Position annotation records:
## Start
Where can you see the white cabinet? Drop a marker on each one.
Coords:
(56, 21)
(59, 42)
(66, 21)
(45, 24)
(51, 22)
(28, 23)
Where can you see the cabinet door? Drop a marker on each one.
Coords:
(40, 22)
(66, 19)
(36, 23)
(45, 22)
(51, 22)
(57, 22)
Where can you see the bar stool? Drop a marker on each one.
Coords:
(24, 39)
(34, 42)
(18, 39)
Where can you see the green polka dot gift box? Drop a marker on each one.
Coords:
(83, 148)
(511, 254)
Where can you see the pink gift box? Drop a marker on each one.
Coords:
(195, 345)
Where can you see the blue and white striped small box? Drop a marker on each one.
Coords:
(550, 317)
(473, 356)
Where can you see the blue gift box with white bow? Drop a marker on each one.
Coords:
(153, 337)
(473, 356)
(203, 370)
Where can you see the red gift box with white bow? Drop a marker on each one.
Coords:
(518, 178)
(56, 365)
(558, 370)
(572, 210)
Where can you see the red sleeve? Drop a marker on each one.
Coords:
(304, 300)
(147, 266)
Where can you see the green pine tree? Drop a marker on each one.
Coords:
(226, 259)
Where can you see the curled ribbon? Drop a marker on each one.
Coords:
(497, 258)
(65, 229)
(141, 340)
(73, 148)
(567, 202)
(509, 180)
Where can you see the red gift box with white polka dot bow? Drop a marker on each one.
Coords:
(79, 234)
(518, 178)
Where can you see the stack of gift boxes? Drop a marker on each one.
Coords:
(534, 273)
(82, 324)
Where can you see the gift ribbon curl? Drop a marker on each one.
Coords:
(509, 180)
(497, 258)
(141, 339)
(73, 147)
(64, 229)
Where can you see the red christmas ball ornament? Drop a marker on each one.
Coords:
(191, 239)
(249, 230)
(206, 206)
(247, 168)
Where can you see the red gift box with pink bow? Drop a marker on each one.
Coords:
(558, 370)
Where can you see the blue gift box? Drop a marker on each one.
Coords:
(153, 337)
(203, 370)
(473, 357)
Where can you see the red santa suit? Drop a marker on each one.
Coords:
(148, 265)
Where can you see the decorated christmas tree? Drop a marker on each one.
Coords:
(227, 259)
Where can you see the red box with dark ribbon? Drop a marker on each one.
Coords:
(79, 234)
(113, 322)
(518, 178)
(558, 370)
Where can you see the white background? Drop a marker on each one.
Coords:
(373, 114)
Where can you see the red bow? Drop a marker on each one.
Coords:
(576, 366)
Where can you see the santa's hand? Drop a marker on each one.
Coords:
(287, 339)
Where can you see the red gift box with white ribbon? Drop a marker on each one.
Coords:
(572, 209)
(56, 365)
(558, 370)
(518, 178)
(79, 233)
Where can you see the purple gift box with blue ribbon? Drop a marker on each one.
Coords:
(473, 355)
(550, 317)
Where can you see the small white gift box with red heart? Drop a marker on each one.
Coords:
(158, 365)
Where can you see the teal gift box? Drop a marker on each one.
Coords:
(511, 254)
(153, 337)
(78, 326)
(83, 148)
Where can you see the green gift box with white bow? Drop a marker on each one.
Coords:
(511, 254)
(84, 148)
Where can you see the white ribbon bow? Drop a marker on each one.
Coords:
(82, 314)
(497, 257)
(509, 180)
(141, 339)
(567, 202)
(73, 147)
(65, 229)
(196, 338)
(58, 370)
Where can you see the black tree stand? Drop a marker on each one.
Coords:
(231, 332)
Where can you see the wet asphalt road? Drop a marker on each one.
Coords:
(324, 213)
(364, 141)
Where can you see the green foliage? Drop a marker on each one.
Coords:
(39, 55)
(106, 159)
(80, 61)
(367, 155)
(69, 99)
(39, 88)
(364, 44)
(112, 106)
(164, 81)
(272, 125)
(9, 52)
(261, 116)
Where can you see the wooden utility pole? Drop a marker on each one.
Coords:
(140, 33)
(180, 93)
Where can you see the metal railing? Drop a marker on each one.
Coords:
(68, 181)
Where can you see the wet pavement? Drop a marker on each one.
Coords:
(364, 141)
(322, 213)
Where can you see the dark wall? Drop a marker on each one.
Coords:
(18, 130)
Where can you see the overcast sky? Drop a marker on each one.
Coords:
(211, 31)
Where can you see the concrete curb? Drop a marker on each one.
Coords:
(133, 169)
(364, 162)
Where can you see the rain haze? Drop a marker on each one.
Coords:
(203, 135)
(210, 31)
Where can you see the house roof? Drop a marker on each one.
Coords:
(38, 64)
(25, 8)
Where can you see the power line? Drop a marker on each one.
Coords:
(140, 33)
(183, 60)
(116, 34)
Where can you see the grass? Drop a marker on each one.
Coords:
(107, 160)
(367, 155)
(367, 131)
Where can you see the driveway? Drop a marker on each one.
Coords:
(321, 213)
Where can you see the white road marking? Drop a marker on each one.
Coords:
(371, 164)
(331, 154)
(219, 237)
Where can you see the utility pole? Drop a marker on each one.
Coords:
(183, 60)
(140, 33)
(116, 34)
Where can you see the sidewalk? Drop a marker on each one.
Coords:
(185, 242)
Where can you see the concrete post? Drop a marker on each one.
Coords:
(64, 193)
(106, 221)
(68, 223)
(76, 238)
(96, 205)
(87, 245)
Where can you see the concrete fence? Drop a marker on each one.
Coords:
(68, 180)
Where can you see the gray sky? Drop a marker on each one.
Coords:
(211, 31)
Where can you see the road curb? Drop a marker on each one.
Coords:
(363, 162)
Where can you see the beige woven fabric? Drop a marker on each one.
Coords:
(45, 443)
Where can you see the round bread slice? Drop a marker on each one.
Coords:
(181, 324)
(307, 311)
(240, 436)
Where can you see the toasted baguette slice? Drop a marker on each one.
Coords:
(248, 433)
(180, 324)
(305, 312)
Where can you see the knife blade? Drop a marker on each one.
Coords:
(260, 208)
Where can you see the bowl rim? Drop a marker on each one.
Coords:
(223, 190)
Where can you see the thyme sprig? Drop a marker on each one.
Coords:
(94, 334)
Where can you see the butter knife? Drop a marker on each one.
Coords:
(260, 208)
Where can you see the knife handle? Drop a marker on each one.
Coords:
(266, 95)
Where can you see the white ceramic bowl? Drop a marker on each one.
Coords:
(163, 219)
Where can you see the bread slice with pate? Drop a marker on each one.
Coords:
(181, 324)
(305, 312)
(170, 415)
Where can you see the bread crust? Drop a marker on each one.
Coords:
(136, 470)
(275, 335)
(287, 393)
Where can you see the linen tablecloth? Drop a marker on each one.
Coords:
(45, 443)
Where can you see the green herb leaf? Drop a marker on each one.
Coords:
## End
## Start
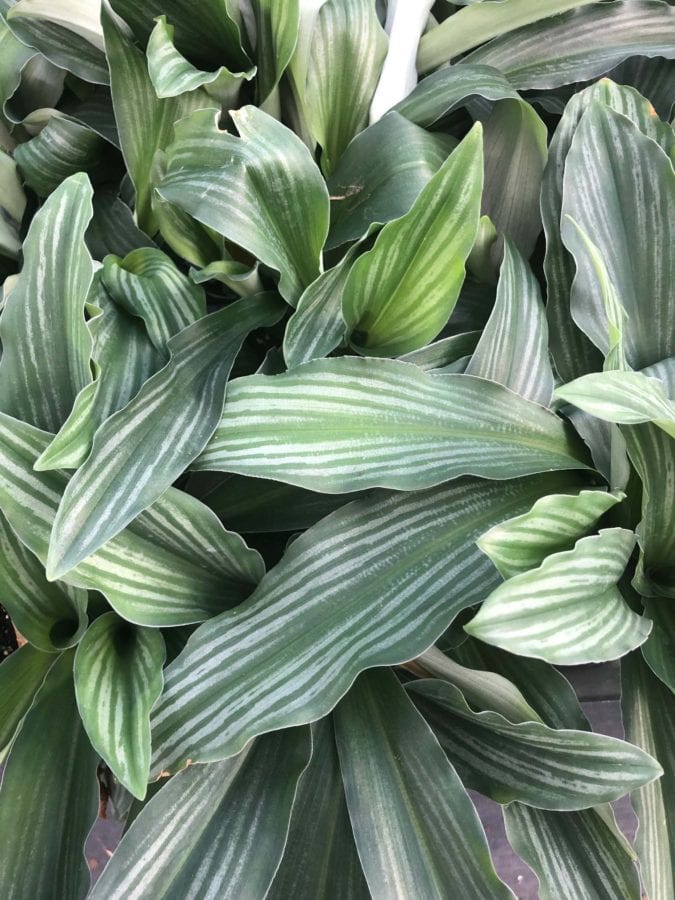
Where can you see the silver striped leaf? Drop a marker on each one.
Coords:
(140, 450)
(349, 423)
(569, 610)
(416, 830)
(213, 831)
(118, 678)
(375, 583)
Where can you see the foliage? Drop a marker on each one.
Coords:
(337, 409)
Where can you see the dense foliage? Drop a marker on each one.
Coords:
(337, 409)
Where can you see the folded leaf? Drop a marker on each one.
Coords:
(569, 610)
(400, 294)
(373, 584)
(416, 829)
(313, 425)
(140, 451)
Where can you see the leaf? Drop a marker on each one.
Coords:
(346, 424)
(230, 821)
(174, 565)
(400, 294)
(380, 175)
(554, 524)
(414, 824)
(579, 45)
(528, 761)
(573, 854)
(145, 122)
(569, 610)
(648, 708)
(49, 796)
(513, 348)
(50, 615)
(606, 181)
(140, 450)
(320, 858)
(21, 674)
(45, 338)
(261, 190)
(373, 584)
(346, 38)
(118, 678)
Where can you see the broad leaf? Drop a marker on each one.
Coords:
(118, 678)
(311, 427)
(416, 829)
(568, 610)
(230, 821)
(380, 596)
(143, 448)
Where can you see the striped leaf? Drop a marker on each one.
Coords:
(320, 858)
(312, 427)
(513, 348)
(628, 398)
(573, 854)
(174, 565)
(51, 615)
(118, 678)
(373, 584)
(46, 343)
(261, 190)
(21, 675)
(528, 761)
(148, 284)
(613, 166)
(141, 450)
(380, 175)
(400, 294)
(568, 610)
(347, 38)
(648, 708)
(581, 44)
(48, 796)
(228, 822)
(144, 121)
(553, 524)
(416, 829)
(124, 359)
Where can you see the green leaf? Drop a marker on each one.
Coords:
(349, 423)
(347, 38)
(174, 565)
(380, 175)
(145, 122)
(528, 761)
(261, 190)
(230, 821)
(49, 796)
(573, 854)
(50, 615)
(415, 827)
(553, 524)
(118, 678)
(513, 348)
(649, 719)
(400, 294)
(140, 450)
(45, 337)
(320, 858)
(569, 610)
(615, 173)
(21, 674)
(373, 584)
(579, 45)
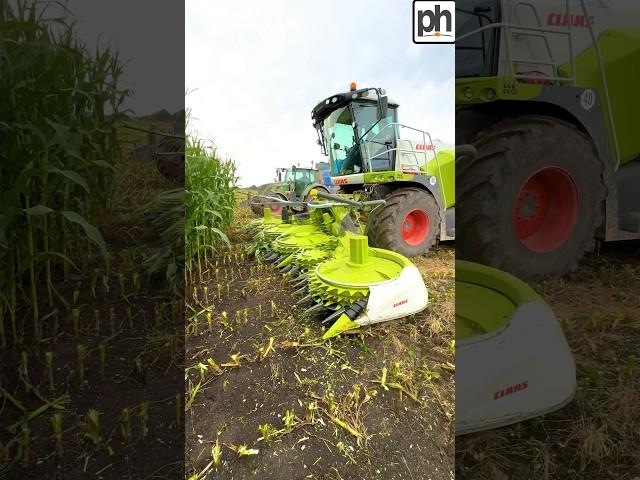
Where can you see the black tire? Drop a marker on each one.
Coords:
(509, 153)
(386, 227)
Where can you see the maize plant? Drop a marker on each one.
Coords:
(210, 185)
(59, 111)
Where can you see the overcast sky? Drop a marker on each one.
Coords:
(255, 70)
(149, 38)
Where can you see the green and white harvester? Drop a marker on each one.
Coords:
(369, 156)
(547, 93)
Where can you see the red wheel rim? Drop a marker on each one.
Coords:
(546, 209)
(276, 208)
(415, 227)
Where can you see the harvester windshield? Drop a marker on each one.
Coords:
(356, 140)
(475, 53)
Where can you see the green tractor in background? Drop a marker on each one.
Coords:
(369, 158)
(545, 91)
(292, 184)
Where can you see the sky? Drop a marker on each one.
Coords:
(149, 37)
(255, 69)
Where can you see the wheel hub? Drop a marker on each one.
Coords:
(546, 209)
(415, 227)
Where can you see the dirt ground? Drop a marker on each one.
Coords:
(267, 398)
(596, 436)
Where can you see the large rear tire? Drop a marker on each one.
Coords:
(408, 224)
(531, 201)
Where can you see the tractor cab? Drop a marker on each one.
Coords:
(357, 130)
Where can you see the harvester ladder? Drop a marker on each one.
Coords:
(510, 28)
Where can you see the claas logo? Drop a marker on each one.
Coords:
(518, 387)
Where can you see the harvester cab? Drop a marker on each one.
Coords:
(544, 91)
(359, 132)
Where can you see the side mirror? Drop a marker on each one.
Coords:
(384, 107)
## End
## Start
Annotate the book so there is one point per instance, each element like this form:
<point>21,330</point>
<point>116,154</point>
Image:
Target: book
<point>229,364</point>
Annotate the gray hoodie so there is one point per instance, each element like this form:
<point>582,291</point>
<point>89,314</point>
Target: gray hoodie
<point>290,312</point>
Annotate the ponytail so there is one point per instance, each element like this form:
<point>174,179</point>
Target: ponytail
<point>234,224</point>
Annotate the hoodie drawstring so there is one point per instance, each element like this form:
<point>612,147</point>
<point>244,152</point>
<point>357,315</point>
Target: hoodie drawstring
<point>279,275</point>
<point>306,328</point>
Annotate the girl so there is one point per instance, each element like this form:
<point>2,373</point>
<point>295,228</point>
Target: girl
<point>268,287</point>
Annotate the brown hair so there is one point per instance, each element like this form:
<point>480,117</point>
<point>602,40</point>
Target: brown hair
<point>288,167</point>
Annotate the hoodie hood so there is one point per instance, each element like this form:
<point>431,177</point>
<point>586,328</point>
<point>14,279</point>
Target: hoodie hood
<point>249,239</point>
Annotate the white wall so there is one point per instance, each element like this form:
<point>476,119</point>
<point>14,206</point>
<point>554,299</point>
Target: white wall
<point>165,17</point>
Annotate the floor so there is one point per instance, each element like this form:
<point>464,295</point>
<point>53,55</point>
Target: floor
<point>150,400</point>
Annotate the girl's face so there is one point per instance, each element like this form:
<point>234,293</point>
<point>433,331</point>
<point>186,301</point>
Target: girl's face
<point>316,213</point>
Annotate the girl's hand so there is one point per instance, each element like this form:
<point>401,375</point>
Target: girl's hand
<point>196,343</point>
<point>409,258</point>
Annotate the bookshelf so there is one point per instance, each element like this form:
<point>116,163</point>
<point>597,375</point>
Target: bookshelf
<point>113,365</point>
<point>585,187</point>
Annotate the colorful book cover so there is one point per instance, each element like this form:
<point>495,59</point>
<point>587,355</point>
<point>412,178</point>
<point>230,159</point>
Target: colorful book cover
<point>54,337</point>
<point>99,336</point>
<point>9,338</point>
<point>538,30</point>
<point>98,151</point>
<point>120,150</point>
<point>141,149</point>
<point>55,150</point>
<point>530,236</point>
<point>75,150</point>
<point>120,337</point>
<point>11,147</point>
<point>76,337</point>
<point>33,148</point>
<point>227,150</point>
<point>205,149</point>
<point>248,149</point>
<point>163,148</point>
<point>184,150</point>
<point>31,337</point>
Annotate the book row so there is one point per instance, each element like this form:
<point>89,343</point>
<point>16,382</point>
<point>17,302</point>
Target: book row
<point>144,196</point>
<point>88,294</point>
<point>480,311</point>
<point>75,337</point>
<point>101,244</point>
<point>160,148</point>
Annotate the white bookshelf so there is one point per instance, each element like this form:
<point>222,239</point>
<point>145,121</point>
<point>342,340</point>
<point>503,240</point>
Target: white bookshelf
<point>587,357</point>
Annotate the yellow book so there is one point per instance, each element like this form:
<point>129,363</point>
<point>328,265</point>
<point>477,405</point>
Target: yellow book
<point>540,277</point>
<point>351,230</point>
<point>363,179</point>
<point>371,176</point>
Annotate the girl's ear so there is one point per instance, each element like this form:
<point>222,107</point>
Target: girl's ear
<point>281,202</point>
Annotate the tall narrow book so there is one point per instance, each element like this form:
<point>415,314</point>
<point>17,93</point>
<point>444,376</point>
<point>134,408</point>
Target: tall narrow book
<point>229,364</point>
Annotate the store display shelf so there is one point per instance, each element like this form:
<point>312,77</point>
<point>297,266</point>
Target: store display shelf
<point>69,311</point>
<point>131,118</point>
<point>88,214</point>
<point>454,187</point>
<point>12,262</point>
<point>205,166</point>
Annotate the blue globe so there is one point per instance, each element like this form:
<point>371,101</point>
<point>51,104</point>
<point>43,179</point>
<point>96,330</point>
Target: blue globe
## End
TASK INSTRUCTIONS:
Show every line of the data above that contains the word "christmas", copying each one in full.

FULL ANSWER:
Where can you see the red christmas ball ornament? Drop a marker on each one.
Where can you see the decorated christmas tree? Drop a marker on each one.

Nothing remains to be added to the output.